» Exercise directions: In the records below, locate the line containing "Annotation task — tag each instance of the pickup"; output that line and every following line through the last, exactly.

[Records from a data collection]
_ _ _ _ _

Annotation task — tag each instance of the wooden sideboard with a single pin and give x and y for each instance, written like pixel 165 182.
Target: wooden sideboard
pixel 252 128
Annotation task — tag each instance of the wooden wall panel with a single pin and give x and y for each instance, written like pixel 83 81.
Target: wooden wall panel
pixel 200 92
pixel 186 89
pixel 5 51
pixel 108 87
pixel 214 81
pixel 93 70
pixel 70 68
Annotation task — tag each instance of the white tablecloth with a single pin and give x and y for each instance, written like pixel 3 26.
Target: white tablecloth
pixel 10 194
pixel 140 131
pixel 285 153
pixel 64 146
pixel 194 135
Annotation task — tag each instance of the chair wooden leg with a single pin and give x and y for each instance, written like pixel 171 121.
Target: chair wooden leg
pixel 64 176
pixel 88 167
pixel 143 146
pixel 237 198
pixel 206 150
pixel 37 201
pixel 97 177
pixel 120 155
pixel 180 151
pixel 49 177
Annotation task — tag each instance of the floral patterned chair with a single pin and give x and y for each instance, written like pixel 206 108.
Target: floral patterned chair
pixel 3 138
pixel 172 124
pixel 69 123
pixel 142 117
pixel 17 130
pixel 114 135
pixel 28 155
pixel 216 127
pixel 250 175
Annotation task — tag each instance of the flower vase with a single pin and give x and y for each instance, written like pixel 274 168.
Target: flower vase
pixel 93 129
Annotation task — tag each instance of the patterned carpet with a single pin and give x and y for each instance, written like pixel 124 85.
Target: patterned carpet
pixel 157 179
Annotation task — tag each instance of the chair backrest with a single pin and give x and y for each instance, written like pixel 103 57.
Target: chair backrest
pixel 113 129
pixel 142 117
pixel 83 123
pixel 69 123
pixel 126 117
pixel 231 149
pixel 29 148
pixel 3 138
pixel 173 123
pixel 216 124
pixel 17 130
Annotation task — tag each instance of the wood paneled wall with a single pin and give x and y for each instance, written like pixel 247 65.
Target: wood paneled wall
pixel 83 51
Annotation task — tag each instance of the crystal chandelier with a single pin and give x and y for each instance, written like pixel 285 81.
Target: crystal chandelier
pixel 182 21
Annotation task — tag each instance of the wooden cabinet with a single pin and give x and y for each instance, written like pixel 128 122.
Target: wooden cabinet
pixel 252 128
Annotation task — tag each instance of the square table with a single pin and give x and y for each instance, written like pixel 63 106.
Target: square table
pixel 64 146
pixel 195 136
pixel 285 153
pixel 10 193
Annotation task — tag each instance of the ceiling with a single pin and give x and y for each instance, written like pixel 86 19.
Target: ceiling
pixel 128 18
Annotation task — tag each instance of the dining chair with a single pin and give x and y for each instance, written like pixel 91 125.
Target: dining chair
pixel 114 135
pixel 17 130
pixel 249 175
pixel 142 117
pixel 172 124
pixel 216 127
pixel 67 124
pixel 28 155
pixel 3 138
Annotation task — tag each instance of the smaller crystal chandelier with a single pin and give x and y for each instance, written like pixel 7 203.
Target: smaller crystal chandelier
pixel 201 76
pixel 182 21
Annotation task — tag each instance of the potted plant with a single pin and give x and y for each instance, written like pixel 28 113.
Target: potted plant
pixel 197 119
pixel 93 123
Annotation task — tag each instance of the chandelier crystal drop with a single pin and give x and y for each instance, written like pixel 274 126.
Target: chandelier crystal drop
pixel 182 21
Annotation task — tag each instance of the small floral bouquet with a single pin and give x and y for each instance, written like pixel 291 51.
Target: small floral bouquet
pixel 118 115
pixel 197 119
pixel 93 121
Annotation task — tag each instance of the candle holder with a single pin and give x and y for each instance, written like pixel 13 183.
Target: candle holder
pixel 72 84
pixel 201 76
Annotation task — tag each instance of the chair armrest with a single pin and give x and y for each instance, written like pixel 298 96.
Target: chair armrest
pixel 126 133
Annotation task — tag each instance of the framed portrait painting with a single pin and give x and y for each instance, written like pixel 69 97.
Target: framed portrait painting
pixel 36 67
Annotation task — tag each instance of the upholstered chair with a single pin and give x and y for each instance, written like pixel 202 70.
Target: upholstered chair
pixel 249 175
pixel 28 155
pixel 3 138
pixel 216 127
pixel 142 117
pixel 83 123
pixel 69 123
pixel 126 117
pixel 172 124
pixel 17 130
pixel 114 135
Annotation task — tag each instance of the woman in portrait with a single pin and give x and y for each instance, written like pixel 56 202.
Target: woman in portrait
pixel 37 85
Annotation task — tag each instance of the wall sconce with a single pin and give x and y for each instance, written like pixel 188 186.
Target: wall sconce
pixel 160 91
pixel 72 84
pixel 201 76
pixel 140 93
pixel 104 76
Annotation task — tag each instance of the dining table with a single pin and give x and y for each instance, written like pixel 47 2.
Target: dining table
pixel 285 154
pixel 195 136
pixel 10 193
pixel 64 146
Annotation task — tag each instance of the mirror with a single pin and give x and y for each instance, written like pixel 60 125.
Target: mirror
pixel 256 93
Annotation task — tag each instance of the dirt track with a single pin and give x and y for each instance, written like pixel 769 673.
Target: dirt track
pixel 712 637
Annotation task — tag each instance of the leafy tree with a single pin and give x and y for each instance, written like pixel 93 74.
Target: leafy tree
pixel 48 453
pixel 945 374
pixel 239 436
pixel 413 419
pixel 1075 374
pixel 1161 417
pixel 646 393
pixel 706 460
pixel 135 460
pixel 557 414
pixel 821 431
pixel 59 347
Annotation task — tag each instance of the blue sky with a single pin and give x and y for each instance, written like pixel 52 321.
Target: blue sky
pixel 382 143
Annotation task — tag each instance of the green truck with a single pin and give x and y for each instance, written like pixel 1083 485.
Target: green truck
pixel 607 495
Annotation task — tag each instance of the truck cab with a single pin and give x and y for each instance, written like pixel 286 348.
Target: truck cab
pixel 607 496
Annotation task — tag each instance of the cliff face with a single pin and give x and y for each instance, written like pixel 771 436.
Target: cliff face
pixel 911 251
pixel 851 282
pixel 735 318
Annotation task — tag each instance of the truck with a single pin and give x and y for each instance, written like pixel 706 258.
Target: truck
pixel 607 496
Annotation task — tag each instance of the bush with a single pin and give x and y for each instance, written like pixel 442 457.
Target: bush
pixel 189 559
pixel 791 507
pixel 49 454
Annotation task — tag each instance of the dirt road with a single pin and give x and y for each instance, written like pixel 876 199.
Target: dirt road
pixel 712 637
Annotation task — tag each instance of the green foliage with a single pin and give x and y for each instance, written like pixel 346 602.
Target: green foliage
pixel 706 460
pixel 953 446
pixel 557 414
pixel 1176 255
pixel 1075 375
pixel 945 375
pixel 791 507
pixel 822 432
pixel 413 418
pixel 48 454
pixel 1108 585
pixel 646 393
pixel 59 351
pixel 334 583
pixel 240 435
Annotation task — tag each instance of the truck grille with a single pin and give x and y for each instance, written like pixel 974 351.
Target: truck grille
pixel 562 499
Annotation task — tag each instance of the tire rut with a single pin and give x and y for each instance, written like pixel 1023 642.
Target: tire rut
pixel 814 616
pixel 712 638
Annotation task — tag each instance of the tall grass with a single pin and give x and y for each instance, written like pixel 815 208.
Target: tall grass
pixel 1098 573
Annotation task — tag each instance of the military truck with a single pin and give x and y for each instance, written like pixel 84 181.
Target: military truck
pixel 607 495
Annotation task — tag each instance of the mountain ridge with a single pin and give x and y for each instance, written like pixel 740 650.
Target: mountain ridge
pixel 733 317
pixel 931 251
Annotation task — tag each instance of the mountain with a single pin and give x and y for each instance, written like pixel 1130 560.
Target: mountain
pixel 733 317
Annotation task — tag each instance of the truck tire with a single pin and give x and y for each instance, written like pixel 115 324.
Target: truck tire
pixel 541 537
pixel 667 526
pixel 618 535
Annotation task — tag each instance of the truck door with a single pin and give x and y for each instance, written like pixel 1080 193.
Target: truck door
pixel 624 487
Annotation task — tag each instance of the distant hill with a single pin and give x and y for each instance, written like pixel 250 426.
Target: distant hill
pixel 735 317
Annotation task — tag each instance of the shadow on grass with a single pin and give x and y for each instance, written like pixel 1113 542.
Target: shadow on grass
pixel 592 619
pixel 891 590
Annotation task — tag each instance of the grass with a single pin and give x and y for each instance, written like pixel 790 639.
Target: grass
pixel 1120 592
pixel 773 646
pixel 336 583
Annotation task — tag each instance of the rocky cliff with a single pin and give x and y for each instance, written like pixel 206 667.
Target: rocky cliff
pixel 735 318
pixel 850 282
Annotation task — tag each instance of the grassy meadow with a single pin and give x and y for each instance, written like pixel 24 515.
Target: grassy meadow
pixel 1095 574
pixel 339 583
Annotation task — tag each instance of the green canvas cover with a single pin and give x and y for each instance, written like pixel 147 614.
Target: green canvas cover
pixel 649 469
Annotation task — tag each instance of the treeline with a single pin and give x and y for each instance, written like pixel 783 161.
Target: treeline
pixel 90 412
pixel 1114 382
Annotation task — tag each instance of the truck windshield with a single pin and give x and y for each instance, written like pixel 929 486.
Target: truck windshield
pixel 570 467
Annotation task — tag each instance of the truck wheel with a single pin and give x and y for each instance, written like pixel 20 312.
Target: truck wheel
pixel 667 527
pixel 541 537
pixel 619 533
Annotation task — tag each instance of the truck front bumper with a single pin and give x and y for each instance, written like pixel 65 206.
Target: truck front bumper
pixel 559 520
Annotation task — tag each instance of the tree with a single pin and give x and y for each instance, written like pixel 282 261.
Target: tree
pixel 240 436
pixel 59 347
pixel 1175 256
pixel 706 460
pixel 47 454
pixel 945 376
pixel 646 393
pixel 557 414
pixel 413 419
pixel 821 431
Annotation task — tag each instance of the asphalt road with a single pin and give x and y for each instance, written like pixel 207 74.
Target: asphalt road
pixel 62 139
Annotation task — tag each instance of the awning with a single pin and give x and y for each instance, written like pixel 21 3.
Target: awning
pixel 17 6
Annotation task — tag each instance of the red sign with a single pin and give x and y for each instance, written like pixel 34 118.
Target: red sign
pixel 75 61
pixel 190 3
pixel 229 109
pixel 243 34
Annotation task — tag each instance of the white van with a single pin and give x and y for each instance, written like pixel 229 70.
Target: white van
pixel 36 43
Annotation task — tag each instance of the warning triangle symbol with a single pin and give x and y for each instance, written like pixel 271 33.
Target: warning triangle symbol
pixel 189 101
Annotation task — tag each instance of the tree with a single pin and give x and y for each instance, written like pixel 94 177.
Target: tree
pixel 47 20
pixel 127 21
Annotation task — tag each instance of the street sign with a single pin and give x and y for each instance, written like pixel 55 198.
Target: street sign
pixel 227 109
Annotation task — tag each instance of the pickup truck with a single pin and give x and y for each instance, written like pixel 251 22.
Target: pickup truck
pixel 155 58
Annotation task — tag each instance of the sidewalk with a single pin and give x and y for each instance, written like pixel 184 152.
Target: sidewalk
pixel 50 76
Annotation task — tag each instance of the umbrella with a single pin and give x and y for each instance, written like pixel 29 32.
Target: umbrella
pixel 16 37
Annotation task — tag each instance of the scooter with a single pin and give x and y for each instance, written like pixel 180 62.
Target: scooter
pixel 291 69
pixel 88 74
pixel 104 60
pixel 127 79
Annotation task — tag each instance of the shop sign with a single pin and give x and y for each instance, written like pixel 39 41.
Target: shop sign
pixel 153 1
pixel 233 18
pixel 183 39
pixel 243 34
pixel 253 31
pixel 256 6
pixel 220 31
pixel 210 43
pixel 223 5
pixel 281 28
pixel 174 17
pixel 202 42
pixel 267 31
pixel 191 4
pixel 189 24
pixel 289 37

_ _ _ _ _

» Worked solution:
Annotation task — tag each instance of the pickup truck with a single pin and give x and y for each instance, written like pixel 251 22.
Target: pickup truck
pixel 155 58
Annotation task — tag each instance of the sidewalk with a single pin and give x and y for each instance, written like pixel 184 152.
Target: sidewalk
pixel 50 76
Annotation task — tag each instance of the umbrella with a single pin and give x and y for each instance, written like pixel 29 32.
Target: umbrella
pixel 16 37
Annotation task — tag each instance of the scooter with a single pin and give x and y for each instance, written like pixel 180 62.
Target: scooter
pixel 291 69
pixel 88 74
pixel 104 60
pixel 127 79
Annotation task — tag each instance of the shop sign with a single pin and give x and y for each instance, written like pixel 39 41.
Target: shop sign
pixel 153 1
pixel 233 18
pixel 183 39
pixel 243 34
pixel 253 31
pixel 256 6
pixel 220 31
pixel 210 43
pixel 223 5
pixel 281 28
pixel 174 17
pixel 202 42
pixel 267 31
pixel 191 4
pixel 189 24
pixel 289 37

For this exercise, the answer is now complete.